━━━━━ Records for this exercise ━━━━━

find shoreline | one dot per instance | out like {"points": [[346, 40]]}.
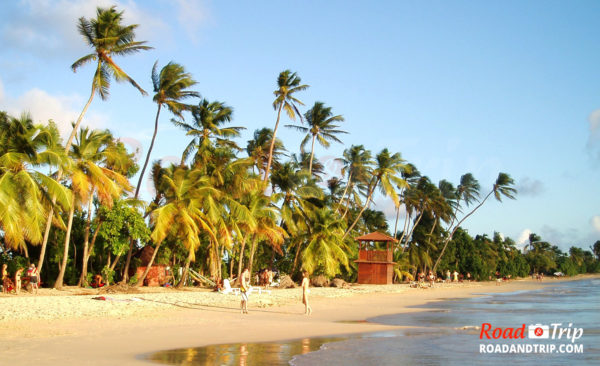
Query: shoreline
{"points": [[123, 331]]}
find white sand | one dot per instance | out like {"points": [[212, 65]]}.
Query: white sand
{"points": [[70, 328]]}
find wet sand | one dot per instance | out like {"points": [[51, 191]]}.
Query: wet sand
{"points": [[70, 328]]}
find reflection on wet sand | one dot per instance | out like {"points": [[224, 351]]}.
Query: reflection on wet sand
{"points": [[241, 354]]}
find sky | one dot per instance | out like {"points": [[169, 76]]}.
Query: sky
{"points": [[454, 86]]}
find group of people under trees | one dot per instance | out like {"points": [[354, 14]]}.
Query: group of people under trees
{"points": [[265, 278], [18, 281], [449, 277]]}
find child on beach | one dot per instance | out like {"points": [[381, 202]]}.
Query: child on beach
{"points": [[305, 284], [18, 280], [33, 277], [244, 289], [4, 277]]}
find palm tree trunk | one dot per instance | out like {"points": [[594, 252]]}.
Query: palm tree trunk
{"points": [[348, 202], [371, 191], [396, 224], [82, 278], [114, 264], [60, 174], [76, 126], [143, 276], [272, 146], [251, 260], [241, 262], [61, 274], [186, 271], [137, 191], [296, 256], [457, 226], [406, 221], [46, 236], [345, 191], [312, 154], [407, 238]]}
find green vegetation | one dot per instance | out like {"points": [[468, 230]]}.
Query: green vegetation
{"points": [[223, 207]]}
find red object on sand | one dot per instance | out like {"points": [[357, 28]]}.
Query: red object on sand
{"points": [[375, 266]]}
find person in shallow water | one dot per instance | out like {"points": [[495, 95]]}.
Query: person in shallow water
{"points": [[305, 291], [244, 290]]}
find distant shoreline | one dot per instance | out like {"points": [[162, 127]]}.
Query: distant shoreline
{"points": [[74, 329]]}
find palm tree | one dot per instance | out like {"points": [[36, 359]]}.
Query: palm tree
{"points": [[325, 252], [208, 120], [357, 165], [258, 148], [503, 187], [181, 217], [170, 88], [114, 157], [108, 37], [321, 127], [288, 83], [90, 177], [411, 175], [24, 190], [296, 191], [385, 175], [264, 215]]}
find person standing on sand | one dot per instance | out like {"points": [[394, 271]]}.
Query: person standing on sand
{"points": [[244, 289], [305, 284], [4, 278], [18, 280], [33, 277]]}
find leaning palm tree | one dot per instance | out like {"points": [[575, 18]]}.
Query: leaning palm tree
{"points": [[386, 174], [325, 252], [108, 37], [90, 177], [321, 127], [181, 217], [170, 88], [288, 83], [503, 187], [258, 148], [207, 130], [357, 165], [24, 190]]}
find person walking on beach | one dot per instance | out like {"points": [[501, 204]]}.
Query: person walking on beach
{"points": [[305, 284], [4, 278], [33, 277], [244, 290], [18, 280]]}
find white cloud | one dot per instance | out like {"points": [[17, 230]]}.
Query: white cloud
{"points": [[63, 109], [595, 221], [192, 14], [530, 187], [49, 27], [593, 144], [523, 238]]}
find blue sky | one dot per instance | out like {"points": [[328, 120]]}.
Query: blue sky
{"points": [[456, 87]]}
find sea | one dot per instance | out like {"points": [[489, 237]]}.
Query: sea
{"points": [[448, 332]]}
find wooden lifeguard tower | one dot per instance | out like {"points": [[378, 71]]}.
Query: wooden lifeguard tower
{"points": [[375, 266]]}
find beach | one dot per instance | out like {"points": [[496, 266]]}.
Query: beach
{"points": [[71, 328]]}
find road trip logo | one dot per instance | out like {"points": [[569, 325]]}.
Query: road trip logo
{"points": [[556, 338]]}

━━━━━

→ Task instructions
Reproduce the records word for word from the line containing "find white cloud" through the last line of the records, including both ends.

→ Finished task
find white cloud | one dot per instance | out like {"points": [[17, 230]]}.
Query: white cloud
{"points": [[63, 109], [595, 221], [192, 14], [530, 187], [49, 27], [593, 144], [523, 238]]}
find blue sky | one dot per instance | out like {"points": [[328, 120]]}.
Query: blue sky
{"points": [[456, 87]]}
find sea | one dot per instance | out like {"points": [[489, 237]]}.
Query: sea
{"points": [[448, 332]]}
find wooden lifeguard tower | one dot per instance | out like {"points": [[378, 71]]}.
Query: wooden lifeguard tower
{"points": [[375, 266]]}
find beach | one dot per instance | out like {"points": [[496, 266]]}.
Query: beach
{"points": [[71, 328]]}
find road trip logo | one dot per instance | out like {"points": [[569, 325]]}.
Query: road trip logo
{"points": [[556, 338]]}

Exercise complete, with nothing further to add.